# [SET PROBLEM A]
Filter the listing below to every line that contains the string "white", and copy each of those lines. Matching is case-sensitive.

# [DOCUMENT TEXT]
# # # #
\input epsf
\nopagenumbers
\magnification=\magstep1

\noindent {\bf Problem statement} The convergent improper integral
${\int_0^{\infty} e^{-x^2} \, dx}$ is important in probability and
statistics. An amazing result of multivariable calculus shows that the
value is exactly ${{\sqrt \pi}\over 2}.$ This problem shows how to get
a numerical approximation of the integral's value.

\medskip

\noindent a) Suppose $a\geq 1$. Use a substitution to calculate
${\int_a^{\infty} x e^{-x^2} \, dx}$. Now use this result to show that
${\int_a^{\infty} e^{-x^2} \, dx \leq {1\over 2}e^{-a^2} }$.

\medskip

\noindent b) Calculate an approximate value for ${\int_0^{\infty}
e^{-x^2} \, dx}$ as follows: find a value of $a$ so that ${1\over
2}e^{-a^2} < 10^{-5}$. Now calculate ${\int_0^a e^{-x^2} \, dx }$
approximately using the numerical integration capability of your
calculator.

\medskip

\noindent c) Discuss all the sources of error in your calculation.
Also discuss whether your answer is consistent with the claimed exact
value of the integral in a).

\medskip

\noindent d) Using your answer to b) calculate a numerical value for
${\int_0^{\infty} x^2 e^{-x^2} \, dx}$.

\medskip

\noindent {\bf Hint} Write the integrand as $x(xe^{-x^2})$ and use
integration by parts.

\vfil\eject\end
# # # #
# [SOURCE MATERIAL]
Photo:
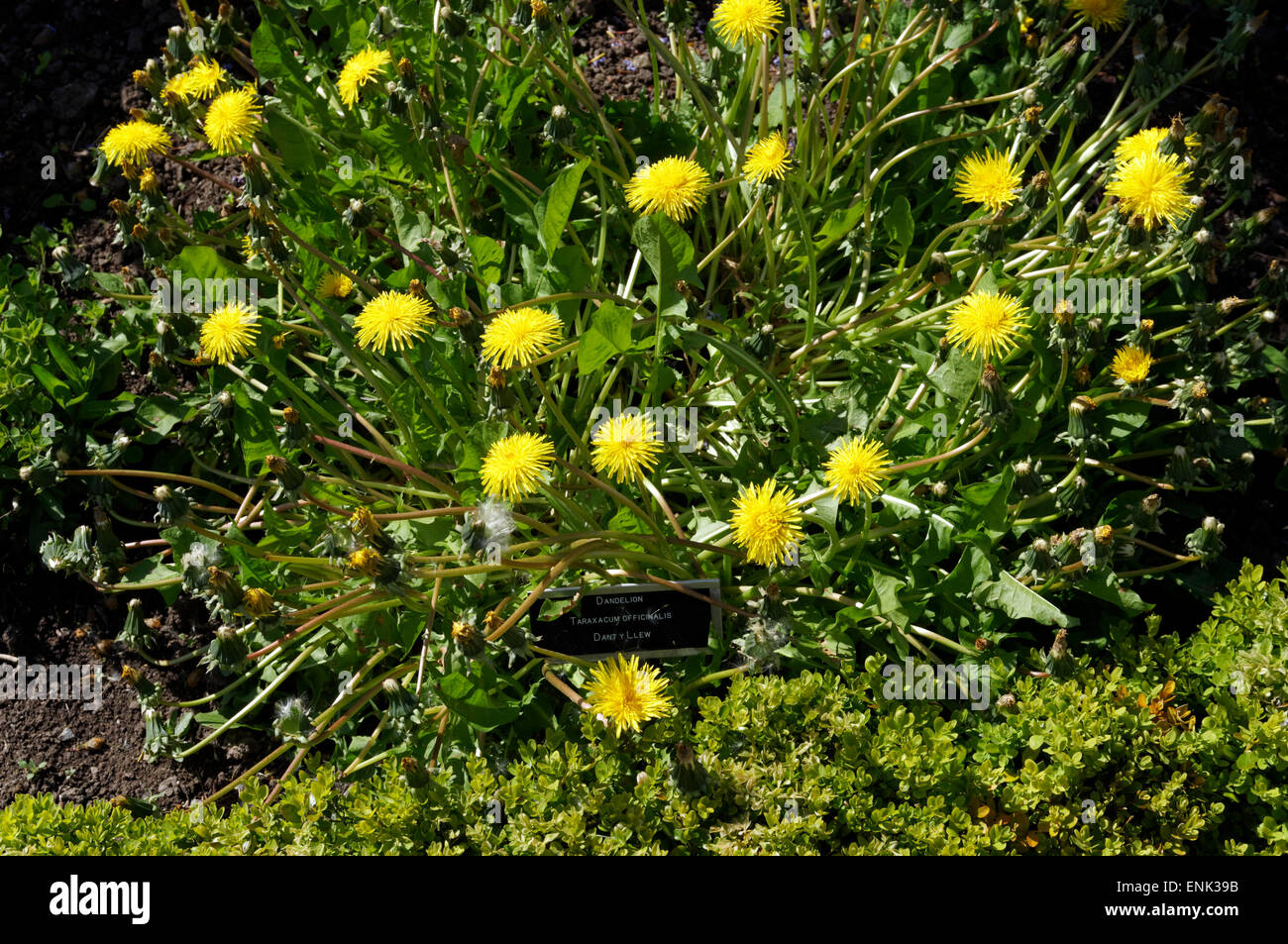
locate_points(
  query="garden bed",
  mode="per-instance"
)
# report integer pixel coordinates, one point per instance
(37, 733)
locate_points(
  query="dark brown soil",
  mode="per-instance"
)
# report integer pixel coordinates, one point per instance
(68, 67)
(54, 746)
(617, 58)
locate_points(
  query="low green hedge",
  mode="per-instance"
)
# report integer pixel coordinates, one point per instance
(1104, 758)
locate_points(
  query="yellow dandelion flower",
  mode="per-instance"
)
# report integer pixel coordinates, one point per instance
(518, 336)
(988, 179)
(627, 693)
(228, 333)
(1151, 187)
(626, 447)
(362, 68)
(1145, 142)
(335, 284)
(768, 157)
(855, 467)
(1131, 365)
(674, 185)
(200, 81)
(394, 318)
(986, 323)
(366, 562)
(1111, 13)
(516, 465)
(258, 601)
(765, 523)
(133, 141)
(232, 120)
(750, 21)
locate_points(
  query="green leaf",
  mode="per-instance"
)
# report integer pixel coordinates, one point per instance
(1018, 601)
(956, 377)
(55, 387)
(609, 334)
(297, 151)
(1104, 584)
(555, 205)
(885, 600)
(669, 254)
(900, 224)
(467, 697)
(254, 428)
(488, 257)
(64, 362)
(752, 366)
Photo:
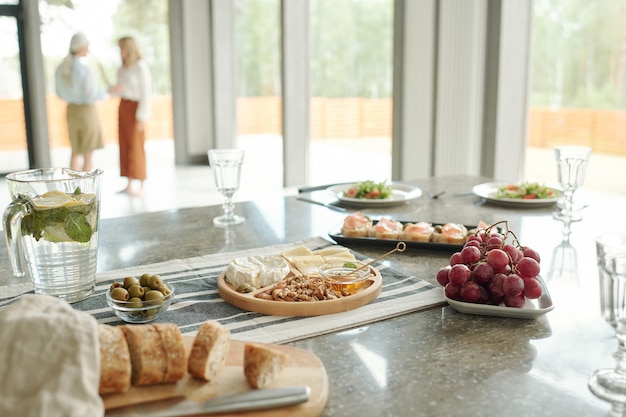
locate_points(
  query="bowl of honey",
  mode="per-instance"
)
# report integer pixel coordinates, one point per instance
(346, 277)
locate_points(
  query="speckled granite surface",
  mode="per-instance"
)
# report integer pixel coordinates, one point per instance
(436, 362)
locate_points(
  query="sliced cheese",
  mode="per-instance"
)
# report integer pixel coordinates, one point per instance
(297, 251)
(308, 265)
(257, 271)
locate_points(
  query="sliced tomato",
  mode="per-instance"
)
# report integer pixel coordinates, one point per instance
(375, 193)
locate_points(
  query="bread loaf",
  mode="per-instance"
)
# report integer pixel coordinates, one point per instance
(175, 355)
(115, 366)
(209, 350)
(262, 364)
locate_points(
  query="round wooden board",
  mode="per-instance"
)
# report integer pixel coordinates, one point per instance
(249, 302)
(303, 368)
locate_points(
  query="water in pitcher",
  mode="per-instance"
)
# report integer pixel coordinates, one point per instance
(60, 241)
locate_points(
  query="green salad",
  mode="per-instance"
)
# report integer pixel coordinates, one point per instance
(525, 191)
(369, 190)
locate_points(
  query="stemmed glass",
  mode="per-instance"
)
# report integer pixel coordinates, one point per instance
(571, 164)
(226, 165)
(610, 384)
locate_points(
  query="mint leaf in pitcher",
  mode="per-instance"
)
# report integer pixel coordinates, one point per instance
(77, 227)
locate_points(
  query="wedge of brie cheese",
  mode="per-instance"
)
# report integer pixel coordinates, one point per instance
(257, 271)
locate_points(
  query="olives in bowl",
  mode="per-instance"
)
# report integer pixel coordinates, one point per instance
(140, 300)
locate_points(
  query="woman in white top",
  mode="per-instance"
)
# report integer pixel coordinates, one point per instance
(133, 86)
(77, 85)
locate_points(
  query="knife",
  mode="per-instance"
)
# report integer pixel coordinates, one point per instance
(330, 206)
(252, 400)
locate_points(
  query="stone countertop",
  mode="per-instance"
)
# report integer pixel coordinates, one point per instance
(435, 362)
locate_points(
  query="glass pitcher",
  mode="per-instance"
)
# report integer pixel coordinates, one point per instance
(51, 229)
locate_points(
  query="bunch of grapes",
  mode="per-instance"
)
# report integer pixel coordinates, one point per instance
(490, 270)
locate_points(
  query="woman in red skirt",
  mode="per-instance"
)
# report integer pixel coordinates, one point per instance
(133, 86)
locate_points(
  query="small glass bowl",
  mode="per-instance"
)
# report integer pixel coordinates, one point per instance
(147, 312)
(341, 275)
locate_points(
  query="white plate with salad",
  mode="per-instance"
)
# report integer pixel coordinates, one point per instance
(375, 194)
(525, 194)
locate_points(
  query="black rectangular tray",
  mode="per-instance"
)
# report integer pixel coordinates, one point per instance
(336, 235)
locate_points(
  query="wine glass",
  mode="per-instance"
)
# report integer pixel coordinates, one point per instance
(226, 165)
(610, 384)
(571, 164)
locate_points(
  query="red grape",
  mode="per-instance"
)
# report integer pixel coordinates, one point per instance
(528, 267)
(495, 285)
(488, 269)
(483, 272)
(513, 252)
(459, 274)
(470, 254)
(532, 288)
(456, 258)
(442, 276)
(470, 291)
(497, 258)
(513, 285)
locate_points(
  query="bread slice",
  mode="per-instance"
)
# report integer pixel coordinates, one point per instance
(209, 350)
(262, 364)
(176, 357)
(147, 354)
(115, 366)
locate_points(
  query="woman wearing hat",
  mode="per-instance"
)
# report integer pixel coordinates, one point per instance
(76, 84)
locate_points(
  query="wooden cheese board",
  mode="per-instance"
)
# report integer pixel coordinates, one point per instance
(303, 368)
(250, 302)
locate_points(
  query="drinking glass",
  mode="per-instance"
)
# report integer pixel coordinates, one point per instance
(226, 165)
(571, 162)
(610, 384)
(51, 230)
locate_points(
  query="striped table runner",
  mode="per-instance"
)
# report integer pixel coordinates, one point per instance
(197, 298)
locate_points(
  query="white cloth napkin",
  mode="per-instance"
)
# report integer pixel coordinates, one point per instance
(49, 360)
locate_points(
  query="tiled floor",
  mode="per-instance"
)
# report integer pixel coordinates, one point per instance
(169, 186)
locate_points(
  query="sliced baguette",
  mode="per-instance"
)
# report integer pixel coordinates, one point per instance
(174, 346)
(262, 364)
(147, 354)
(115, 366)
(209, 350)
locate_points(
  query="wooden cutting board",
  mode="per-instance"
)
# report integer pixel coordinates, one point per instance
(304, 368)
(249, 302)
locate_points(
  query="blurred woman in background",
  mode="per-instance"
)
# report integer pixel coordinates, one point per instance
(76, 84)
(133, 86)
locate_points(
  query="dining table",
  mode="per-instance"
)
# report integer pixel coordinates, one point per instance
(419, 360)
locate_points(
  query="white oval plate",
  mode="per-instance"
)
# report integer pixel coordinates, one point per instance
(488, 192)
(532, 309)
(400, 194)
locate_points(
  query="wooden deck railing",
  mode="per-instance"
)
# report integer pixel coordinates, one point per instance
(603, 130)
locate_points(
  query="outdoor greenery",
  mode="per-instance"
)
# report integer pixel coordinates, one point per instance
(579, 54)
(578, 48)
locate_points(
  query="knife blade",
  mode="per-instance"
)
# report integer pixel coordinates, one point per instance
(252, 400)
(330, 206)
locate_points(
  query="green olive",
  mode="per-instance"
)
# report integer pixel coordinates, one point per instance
# # # #
# [SET PROBLEM B]
Repeat the integral problem verbatim, beginning at the words "Also discuss whether" and stopping after "integration by parts.".

# [TASK RESPONSE A]
  query="woman in white top",
  query="white plate with salad",
  query="white cloth napkin",
  query="white oval plate",

# [TASK RESPONSE B]
Also discuss whether your answer is consistent with the claimed exact
value of the integral in a).

\medskip

\noindent d) Using your answer to b) calculate a numerical value for
${\int_0^{\infty} x^2 e^{-x^2} \, dx}$.

\medskip

\noindent {\bf Hint} Write the integrand as $x(xe^{-x^2})$ and use
integration by parts.